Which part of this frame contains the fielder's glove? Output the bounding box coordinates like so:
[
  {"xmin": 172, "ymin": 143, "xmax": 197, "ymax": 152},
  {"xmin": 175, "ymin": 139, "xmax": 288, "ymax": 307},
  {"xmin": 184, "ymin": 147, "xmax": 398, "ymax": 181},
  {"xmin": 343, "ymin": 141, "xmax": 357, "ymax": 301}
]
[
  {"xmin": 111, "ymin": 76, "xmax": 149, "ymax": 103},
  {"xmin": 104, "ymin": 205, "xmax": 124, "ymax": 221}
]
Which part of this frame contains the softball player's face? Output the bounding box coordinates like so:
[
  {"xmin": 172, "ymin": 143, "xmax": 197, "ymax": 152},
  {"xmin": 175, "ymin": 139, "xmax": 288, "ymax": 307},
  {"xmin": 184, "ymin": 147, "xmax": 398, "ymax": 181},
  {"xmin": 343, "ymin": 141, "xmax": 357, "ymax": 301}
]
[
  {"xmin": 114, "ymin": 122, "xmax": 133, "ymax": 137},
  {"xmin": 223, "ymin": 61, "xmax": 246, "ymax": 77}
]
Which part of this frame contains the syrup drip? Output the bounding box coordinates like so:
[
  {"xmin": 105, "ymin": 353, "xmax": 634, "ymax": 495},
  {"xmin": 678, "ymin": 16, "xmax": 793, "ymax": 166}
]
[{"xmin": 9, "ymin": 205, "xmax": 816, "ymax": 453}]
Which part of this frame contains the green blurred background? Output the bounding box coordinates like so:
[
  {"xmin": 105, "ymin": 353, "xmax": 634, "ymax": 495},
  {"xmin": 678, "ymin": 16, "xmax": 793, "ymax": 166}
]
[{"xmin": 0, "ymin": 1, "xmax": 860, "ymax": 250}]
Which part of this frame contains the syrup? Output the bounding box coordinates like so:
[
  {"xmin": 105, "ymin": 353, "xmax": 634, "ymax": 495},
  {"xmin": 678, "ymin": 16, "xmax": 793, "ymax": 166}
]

To do: Collect every line of the records above that contains the string "syrup", matching case exactly.

Correct answer:
Which part of this frame contains the syrup drip? Output the bounding box coordinates like so:
Which part of this frame contains the syrup? Output the bounding box coordinates like so:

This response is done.